─── Information given

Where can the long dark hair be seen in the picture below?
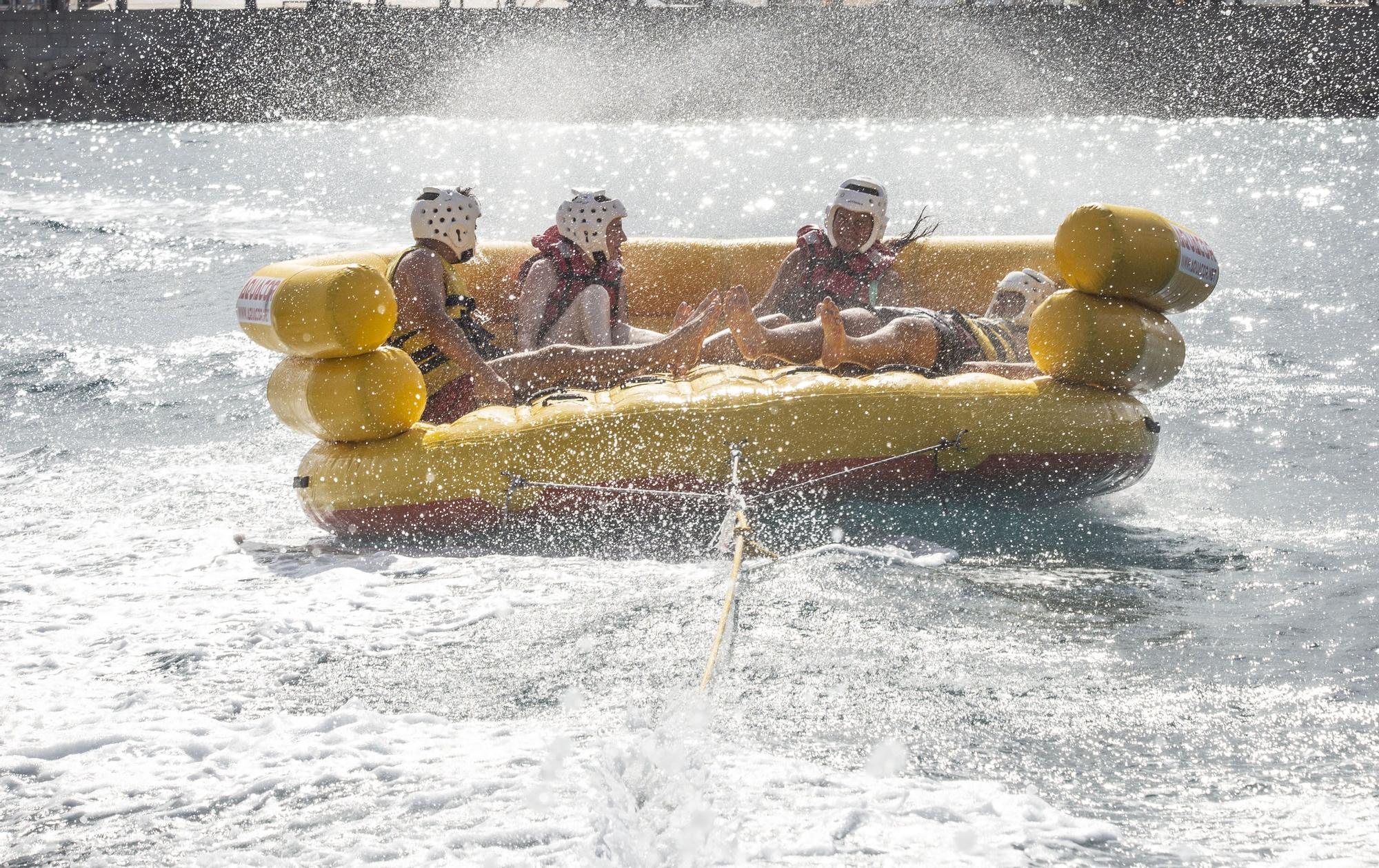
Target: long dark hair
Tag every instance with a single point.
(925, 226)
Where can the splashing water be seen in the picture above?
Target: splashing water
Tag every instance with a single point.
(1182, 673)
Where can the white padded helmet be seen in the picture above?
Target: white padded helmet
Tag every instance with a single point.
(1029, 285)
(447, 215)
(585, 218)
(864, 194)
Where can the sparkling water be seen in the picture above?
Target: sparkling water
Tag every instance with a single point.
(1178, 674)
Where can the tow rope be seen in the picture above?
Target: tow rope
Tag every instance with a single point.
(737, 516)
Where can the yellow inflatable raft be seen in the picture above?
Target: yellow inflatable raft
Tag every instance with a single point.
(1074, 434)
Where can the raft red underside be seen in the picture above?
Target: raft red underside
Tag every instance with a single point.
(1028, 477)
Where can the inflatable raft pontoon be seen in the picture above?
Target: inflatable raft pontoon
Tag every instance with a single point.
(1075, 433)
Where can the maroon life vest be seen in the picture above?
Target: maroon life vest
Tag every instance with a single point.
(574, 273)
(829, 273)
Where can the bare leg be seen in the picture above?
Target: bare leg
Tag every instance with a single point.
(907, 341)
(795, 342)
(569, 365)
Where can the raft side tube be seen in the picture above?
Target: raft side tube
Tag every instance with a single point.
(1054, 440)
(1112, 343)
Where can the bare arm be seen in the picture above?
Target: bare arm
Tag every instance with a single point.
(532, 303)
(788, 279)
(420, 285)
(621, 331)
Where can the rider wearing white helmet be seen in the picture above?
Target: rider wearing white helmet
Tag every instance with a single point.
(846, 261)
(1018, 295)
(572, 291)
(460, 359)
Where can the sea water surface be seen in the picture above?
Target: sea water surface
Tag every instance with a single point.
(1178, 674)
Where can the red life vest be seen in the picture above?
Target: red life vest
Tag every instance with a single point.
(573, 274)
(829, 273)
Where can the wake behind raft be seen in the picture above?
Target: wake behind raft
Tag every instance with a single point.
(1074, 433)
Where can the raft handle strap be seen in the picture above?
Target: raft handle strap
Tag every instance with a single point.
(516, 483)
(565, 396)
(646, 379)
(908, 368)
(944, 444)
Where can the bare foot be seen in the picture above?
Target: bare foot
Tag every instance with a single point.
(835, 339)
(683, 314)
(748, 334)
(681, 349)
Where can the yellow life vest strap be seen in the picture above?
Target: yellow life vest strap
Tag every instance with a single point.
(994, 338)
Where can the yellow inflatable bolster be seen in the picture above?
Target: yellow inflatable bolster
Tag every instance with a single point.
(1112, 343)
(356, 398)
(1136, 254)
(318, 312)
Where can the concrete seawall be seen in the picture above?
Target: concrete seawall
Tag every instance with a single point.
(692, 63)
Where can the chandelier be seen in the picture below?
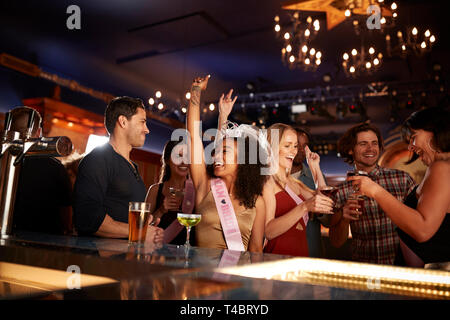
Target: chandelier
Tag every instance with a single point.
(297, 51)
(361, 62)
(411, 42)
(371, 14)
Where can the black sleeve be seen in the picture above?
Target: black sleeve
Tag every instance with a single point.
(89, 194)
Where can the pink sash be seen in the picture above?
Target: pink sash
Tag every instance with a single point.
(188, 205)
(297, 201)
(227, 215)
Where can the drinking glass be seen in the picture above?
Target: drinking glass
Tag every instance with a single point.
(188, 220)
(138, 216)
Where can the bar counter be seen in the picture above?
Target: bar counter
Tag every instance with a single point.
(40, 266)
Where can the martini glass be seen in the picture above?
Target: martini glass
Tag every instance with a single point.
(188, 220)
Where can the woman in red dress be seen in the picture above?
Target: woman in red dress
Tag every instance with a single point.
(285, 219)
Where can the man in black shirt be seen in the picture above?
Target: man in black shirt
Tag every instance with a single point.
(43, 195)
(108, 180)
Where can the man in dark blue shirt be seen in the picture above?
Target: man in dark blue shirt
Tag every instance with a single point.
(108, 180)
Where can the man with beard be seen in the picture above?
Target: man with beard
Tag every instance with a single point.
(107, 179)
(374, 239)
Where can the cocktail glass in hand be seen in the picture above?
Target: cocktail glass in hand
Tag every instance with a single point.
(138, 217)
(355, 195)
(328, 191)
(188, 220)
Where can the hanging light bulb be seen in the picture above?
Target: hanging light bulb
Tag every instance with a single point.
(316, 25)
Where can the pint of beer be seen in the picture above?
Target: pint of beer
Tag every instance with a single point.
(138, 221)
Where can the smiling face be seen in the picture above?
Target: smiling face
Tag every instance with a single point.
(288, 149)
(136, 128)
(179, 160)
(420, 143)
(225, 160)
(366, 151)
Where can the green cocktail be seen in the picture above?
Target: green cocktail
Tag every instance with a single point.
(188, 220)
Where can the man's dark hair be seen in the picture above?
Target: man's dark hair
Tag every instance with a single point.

──────

*Challenge*. Rewrite the stretch from the line containing "Where can the man's" through the end of the listing, swapping "dark hair" for "curly hair" and leaving everything else as it stands.

*Correct output*.
Where can the man's curly hair be seen in the picture above?
Target: man's curly hair
Tag every instance with a single point.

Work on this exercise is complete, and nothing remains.